***** Selected text *****
No.s 39 & 40, June 2005
No.s 39 & 40
The election results of May 2004 clearly indicated mass discontent with the economic policy of 'liberalisation', privatisation and 'globalisation'. When the 2004-05 Budget of the Congress-led UPA government turned out to be very similar to the Interim Budget presented a few months earlier by the BJP-led NDA government (see Aspects no. 38), many critics gave the new government the benefit of the doubt: The first budget was prepared in a hurry, and the second budget would reflect a shift of priorities in line with the May 2004 election verdict.
As it turns out, the Union Budget of 2005-06 continues on the same neo-liberal path:
– corporate tax rates have been reduced, even though there was a large shortfall of Rs 54.36 billion from this source in 2004-05;
– income tax rates have been reduced even for the top bracket;
– import tariffs have been cut on select capital goods and parts, further encouraging imports over domestic products;
– derivatives trading (a speculative activity) has been exempted from the tax on speculative transactions, and foreign institutional investors (FIIs) have been given further concessions;
– total budgetary expenditure is set to decline from 16.2 per cent of GDP to 14.7 per cent in 2005-06, and may decline further when unrealistic expectations of tax revenues are proved wrong.
*****
### Stated exercise A
Summarize the text on the 2005-06 Union Budget in two sentences.
### Stated exercise B
In the text on the 2005-06 Union Budget, rewrite the paragraph beginning "The election results of May 2004" more briefly, keeping its main facts.
***** Supplied data *****
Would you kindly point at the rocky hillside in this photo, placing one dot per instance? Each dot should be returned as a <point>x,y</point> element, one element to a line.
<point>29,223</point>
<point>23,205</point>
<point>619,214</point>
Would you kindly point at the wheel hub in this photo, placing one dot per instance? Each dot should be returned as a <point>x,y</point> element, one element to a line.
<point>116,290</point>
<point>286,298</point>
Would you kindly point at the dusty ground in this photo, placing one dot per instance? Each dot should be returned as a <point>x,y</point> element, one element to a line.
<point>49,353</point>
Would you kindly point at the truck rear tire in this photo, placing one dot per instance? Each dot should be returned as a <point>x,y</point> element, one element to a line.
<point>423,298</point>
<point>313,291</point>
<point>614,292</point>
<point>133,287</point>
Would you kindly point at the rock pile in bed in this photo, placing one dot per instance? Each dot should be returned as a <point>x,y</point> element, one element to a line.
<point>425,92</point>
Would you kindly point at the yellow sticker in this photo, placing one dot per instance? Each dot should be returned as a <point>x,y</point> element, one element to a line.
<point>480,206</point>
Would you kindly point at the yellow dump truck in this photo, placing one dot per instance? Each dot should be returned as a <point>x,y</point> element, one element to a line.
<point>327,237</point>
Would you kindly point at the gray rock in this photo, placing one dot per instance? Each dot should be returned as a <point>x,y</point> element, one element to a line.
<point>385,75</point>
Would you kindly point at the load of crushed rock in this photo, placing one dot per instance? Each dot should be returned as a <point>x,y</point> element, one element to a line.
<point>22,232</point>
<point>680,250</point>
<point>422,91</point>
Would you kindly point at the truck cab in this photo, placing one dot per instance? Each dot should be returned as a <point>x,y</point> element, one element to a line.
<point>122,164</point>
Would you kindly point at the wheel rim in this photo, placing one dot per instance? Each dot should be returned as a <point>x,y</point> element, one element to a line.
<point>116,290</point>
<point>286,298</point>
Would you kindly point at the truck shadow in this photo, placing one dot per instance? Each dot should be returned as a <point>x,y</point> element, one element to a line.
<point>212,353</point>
*****
### Exercise output A
The May 2004 election results showed mass discontent with liberalization, privatization and globalization, yet many critics excused the UPA government's first budget, which closely resembled the NDA's Interim Budget, as prepared in a hurry. The 2005-06 Union Budget nonetheless continues the same neo-liberal path: it cuts corporate and income tax rates and select import tariffs, grants concessions on derivatives trading and to foreign institutional investors, and lowers total budgetary expenditure from 16.2 to 14.7 percent of GDP.

### Exercise output B
The May 2004 election results reflected mass discontent with liberalization, privatization and globalization. The Congress-led UPA government's 2004-05 Budget closely resembled the BJP-led NDA government's earlier Interim Budget. Even so, many critics gave the new government the benefit of the doubt: they saw the first budget as hurried and expected the second to shift priorities in line with the election verdict.